→ Exercise description
Across the listing that follows, work out how many lines carry the string "with". Provide that number and nothing else.
· · · · ·
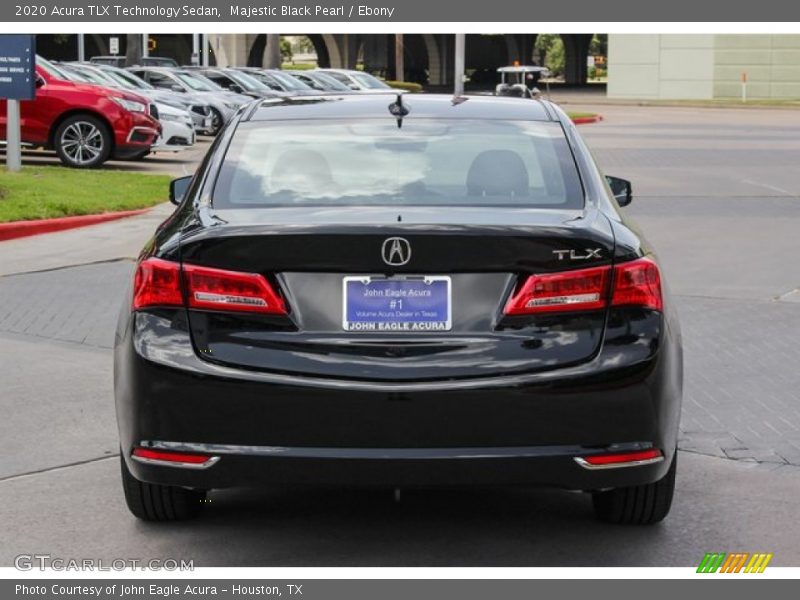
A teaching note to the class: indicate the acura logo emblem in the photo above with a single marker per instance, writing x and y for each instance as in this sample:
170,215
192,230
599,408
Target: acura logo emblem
396,251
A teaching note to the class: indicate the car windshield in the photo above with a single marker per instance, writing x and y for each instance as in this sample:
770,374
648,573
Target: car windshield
91,75
245,80
289,82
197,82
329,82
375,162
128,80
369,81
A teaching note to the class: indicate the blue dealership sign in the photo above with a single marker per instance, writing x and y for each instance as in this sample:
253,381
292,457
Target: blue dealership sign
17,67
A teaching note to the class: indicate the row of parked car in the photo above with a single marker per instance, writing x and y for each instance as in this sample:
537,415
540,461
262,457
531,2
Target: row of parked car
89,112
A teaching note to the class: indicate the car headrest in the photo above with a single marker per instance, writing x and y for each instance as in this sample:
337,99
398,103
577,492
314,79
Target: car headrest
· · · · ·
→ Solution for this exercise
5